Data entries:
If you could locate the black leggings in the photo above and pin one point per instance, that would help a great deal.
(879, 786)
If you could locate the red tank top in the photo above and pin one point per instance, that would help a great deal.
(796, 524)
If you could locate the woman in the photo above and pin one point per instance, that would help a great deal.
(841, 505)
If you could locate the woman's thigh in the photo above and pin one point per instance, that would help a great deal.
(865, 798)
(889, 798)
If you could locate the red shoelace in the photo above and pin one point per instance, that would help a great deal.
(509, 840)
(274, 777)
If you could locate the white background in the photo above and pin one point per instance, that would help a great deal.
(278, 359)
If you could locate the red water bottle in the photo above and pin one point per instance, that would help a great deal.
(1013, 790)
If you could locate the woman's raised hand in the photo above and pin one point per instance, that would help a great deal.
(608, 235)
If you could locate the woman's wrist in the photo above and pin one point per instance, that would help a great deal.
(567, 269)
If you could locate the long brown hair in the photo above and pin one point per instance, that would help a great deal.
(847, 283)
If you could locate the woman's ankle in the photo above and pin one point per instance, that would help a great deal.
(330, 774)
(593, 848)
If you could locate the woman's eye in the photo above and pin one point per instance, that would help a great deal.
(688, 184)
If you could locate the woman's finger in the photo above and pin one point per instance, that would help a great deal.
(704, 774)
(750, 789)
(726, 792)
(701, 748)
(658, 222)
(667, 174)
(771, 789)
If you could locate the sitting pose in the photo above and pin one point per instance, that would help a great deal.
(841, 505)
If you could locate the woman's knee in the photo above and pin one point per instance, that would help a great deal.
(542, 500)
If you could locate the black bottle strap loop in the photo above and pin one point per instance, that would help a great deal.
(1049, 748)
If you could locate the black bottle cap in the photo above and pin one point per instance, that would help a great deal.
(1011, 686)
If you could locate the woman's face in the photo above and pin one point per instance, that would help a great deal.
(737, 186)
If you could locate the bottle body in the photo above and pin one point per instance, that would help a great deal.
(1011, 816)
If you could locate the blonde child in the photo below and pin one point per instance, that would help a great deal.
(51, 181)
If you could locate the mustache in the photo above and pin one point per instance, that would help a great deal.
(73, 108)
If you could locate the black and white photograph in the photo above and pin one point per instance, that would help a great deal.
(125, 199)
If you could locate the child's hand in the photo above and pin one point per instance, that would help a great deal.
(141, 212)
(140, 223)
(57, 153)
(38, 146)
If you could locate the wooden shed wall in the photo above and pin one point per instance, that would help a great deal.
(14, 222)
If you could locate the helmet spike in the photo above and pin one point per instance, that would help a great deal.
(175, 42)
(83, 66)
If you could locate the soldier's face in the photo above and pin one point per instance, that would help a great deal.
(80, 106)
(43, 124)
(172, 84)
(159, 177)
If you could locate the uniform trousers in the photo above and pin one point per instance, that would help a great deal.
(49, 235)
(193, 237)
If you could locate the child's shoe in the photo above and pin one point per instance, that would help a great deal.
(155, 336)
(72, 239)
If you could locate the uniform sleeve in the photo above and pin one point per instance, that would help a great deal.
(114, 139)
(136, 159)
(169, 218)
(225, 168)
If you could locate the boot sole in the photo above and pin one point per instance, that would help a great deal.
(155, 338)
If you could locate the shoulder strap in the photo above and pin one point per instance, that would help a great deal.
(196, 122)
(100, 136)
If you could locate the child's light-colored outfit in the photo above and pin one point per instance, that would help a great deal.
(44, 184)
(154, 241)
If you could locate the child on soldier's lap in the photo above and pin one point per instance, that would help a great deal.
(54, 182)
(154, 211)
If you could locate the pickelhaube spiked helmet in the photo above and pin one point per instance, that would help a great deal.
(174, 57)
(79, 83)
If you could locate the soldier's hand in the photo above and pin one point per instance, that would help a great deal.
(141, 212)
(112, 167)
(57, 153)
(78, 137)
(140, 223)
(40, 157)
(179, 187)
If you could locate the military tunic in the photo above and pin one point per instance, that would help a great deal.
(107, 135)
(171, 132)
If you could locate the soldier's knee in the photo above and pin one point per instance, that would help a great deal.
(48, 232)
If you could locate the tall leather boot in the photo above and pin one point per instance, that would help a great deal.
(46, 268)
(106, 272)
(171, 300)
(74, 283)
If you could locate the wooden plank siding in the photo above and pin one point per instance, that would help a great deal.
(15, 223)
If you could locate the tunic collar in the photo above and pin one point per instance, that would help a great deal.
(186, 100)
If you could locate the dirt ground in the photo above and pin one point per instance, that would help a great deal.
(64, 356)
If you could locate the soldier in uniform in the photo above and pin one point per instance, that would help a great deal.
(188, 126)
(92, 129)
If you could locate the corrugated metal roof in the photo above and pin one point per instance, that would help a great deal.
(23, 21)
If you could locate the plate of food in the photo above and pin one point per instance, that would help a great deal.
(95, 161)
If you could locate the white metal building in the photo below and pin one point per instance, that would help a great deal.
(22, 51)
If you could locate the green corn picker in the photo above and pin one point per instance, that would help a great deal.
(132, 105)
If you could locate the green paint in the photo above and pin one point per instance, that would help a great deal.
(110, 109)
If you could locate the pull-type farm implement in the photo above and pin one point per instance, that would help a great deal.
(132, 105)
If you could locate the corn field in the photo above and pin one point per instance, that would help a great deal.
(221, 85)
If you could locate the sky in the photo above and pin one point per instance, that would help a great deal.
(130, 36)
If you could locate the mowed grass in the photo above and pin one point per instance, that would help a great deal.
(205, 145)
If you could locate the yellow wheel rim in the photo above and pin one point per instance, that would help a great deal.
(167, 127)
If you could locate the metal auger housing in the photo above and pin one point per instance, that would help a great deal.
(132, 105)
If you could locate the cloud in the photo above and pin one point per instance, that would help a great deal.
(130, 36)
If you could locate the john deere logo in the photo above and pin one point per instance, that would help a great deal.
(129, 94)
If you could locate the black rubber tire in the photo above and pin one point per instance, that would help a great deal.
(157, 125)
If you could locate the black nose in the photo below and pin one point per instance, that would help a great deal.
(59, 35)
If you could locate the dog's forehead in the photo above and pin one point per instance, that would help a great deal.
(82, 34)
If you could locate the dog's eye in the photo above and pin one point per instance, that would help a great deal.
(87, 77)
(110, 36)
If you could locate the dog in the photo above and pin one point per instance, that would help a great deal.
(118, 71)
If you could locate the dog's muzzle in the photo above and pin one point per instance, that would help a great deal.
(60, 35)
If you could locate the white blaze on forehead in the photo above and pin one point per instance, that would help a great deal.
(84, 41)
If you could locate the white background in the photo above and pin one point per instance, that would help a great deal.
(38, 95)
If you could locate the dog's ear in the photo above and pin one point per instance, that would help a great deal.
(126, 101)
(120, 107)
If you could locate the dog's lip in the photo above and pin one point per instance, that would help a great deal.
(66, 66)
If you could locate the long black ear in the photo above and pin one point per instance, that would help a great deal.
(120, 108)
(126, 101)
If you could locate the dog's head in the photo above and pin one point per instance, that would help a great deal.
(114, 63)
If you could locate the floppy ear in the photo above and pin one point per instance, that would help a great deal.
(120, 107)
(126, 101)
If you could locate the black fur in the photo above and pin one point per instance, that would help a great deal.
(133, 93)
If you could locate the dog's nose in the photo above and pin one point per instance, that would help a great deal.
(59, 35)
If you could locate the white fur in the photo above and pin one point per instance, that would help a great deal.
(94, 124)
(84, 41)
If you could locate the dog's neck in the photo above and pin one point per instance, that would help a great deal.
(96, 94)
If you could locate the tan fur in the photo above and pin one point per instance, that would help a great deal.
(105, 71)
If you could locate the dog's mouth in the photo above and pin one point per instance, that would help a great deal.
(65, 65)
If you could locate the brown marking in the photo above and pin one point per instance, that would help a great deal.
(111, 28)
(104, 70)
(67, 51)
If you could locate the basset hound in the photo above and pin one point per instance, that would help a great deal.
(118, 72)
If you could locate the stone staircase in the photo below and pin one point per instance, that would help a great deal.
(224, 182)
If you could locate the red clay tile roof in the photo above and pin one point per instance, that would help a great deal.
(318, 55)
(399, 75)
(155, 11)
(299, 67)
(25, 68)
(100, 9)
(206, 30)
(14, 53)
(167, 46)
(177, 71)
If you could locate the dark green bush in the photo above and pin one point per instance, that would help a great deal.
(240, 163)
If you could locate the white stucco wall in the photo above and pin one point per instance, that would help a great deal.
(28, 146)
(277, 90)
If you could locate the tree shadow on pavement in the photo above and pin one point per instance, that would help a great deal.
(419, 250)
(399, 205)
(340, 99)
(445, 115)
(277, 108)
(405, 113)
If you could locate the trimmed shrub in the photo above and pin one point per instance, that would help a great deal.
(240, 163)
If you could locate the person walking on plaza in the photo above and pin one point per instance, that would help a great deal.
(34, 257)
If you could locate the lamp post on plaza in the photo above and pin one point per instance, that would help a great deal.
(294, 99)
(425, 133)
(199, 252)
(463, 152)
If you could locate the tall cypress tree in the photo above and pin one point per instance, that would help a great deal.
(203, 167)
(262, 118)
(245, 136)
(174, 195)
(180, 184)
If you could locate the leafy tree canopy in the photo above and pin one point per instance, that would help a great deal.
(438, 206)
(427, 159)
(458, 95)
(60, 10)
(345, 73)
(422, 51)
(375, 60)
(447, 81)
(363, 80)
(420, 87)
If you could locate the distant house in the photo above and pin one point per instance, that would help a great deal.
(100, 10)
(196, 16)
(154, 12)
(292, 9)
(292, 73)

Brief:
Could you rewrite the rows from the line containing "If you could locate the lamp" through the end of the rows, changing "pin" to "mark" and keeping everything else the same?

Solved problem:
If you could locate the lamp post on plaza in the photo above and mark one point per instance, that would help a great deal.
(294, 99)
(425, 133)
(199, 252)
(463, 152)
If you could locate the tall cypress tree in the photo above and mark one point per instance, that would help a great deal.
(203, 167)
(262, 118)
(245, 136)
(174, 195)
(180, 184)
If you could locate the leafy tree canopy in the photo above and mark one point per instance, that would help a great deal.
(438, 206)
(427, 159)
(458, 95)
(60, 10)
(345, 73)
(422, 51)
(375, 60)
(447, 81)
(363, 80)
(420, 87)
If you could locate the distant house in the photo above and mark one point per instance, that would help a great deal.
(100, 10)
(196, 16)
(154, 12)
(292, 9)
(292, 73)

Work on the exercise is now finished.